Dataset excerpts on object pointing
* BEGIN *

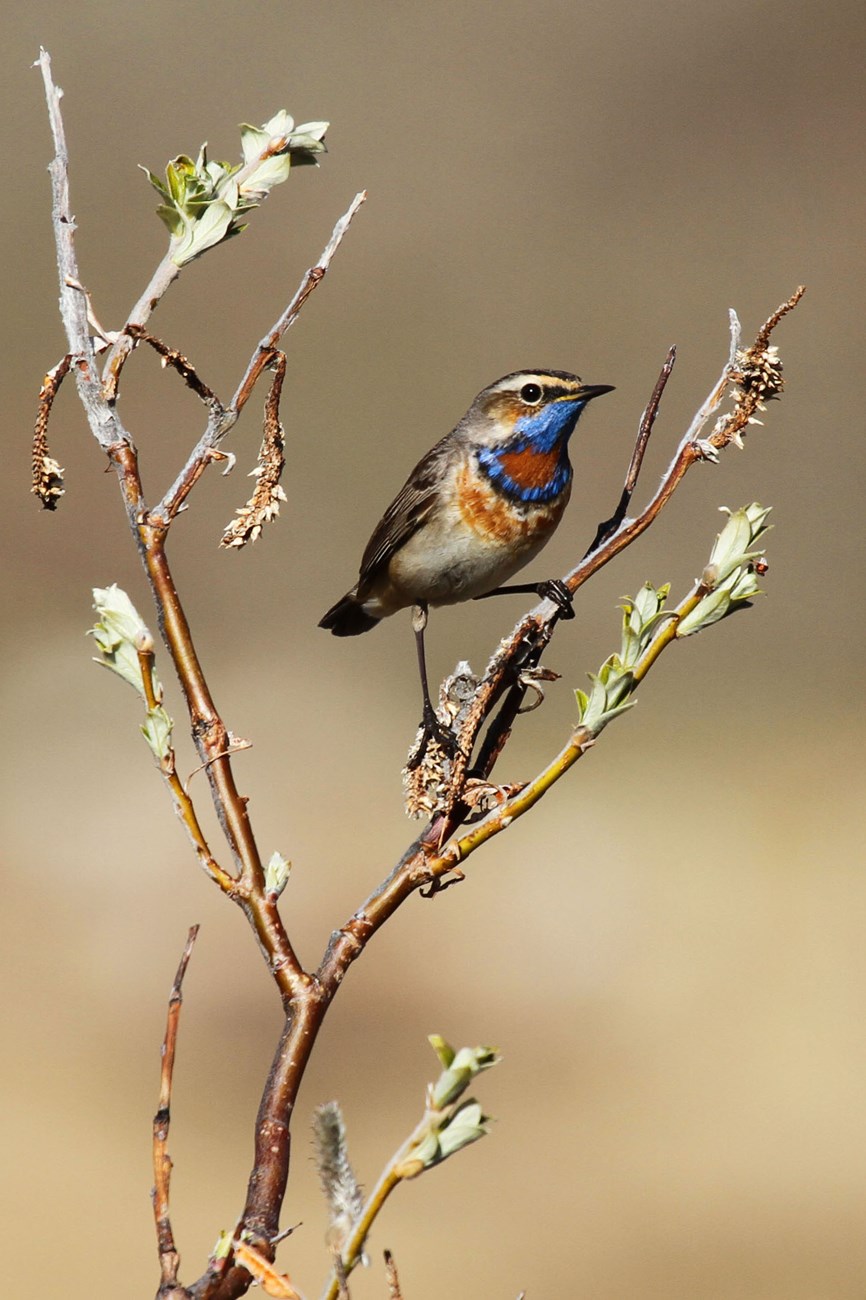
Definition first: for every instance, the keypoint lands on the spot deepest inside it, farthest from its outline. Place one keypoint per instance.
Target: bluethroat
(477, 507)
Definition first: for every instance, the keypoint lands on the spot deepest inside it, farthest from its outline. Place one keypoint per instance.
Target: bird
(475, 510)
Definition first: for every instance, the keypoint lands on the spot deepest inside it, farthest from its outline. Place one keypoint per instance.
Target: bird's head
(520, 427)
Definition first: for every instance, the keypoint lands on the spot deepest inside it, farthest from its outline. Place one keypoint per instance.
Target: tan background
(670, 952)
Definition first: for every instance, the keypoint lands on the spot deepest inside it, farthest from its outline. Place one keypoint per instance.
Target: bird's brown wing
(407, 512)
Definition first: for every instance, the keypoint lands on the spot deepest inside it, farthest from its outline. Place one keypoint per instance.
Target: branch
(169, 1257)
(532, 635)
(260, 360)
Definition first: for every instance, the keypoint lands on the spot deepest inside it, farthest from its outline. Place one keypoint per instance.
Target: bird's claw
(554, 589)
(433, 729)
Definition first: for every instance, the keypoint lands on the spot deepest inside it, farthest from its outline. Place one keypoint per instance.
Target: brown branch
(177, 362)
(268, 495)
(431, 859)
(169, 1257)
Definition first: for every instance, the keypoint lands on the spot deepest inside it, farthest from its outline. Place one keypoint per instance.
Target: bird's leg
(553, 589)
(433, 728)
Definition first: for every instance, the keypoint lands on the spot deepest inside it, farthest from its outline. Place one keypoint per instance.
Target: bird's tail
(347, 618)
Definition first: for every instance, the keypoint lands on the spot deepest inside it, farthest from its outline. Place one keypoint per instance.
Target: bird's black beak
(588, 391)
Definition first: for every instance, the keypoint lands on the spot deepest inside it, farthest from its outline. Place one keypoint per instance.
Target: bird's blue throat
(533, 466)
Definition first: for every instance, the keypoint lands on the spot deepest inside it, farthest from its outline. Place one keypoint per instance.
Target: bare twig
(431, 859)
(609, 527)
(169, 1257)
(177, 362)
(259, 362)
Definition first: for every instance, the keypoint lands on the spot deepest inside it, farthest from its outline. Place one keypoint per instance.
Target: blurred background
(669, 952)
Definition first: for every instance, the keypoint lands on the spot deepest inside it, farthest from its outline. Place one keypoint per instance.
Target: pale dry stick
(161, 281)
(533, 632)
(168, 1253)
(263, 356)
(208, 731)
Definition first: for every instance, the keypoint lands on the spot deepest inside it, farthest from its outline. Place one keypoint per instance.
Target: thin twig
(177, 362)
(259, 362)
(169, 1257)
(609, 525)
(208, 731)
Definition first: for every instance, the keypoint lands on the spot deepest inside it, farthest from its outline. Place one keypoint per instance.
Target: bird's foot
(554, 589)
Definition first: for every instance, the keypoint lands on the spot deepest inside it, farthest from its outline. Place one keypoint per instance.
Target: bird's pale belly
(470, 546)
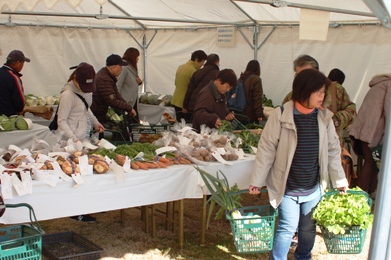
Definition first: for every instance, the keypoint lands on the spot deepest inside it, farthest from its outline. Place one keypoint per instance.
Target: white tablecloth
(25, 138)
(101, 192)
(153, 113)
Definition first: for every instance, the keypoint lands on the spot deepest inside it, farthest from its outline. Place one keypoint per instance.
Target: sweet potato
(142, 165)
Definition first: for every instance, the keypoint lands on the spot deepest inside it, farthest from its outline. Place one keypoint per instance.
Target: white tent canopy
(57, 34)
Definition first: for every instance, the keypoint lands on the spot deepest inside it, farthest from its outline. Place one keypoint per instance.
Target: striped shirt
(303, 176)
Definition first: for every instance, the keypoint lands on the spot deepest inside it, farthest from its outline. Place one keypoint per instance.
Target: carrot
(162, 159)
(151, 165)
(184, 161)
(162, 164)
(134, 166)
(141, 165)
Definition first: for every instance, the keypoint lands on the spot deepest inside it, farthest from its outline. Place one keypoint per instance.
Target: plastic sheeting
(359, 51)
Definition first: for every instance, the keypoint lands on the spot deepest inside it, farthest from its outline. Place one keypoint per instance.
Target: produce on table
(339, 212)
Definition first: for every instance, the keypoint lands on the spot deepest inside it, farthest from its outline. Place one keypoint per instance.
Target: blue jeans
(294, 215)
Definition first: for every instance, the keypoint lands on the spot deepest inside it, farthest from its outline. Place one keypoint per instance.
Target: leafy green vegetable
(219, 189)
(226, 126)
(337, 212)
(266, 102)
(104, 152)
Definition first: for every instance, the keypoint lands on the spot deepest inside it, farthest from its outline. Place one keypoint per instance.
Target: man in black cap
(106, 93)
(11, 87)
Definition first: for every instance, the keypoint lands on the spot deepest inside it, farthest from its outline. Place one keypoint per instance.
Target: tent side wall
(359, 51)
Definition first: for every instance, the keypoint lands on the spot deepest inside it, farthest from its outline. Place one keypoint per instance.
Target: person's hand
(100, 128)
(343, 189)
(218, 123)
(139, 81)
(230, 116)
(133, 112)
(253, 190)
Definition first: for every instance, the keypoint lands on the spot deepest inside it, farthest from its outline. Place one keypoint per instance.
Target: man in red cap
(11, 86)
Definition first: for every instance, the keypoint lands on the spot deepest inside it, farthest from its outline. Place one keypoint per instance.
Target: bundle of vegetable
(112, 115)
(219, 189)
(338, 212)
(252, 226)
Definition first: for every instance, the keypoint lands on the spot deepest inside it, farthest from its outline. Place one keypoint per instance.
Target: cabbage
(23, 123)
(49, 100)
(113, 116)
(31, 101)
(3, 117)
(7, 125)
(56, 100)
(41, 101)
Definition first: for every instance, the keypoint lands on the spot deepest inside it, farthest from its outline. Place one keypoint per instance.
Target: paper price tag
(220, 159)
(126, 166)
(17, 184)
(60, 172)
(42, 158)
(27, 182)
(6, 186)
(78, 179)
(240, 153)
(85, 168)
(118, 171)
(221, 151)
(166, 149)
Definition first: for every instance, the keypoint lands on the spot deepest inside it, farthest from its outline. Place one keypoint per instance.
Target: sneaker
(84, 218)
(295, 240)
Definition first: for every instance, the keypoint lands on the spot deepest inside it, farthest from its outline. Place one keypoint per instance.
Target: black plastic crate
(69, 245)
(147, 133)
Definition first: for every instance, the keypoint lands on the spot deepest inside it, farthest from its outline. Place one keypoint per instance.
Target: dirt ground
(127, 239)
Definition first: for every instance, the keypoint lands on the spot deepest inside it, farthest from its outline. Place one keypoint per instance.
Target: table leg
(153, 220)
(181, 218)
(203, 220)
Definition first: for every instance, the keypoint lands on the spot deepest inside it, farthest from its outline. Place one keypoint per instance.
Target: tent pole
(380, 247)
(255, 41)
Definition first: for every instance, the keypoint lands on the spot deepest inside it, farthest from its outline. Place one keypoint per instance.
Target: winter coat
(210, 106)
(182, 79)
(127, 84)
(12, 92)
(72, 115)
(198, 81)
(106, 95)
(369, 125)
(254, 93)
(345, 112)
(277, 147)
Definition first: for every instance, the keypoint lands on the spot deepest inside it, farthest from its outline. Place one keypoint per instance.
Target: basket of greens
(344, 220)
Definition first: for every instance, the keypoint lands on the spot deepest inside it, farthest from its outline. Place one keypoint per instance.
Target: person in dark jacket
(211, 103)
(106, 93)
(199, 80)
(12, 99)
(254, 92)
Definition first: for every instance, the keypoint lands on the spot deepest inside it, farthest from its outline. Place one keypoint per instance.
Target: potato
(101, 166)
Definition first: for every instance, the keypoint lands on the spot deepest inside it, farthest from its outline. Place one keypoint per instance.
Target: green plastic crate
(351, 242)
(255, 234)
(20, 242)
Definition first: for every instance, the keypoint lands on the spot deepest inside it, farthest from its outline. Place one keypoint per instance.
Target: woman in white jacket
(75, 118)
(128, 81)
(298, 157)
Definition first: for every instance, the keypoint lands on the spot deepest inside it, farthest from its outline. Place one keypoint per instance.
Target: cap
(85, 77)
(17, 55)
(115, 59)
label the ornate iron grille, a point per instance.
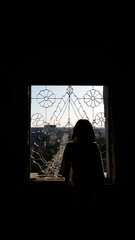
(54, 112)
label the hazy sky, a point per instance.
(64, 105)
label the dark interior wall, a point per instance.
(66, 66)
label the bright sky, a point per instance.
(64, 105)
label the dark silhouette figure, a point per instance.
(82, 165)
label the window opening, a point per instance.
(54, 112)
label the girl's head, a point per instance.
(83, 130)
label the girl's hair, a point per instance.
(83, 130)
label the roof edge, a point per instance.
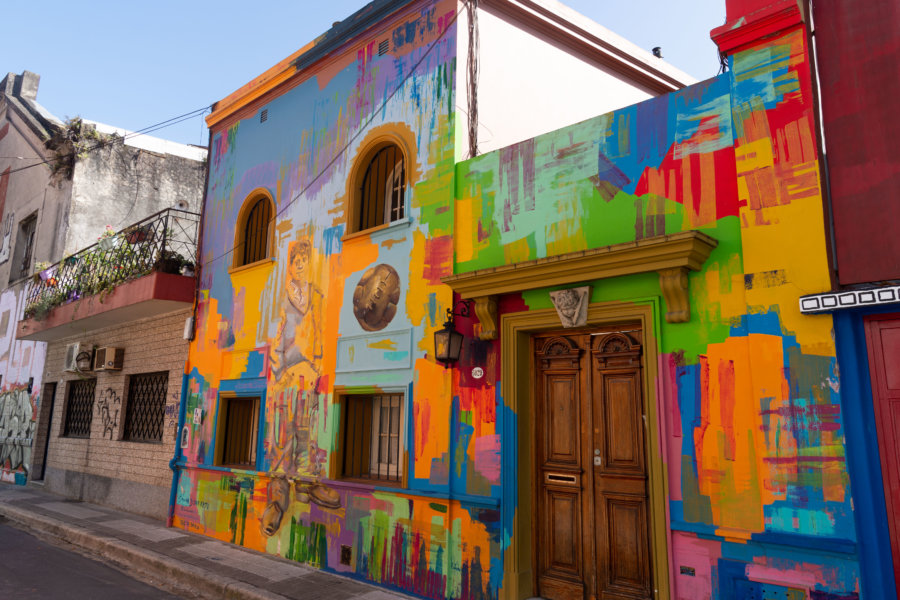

* END *

- _Task_
Report every line in the entries above that contains the word "tent", treating uppercase and lowercase as distinct.

- _Exercise output_
Target: white tent canopy
Target: tent side wall
Target: tent pole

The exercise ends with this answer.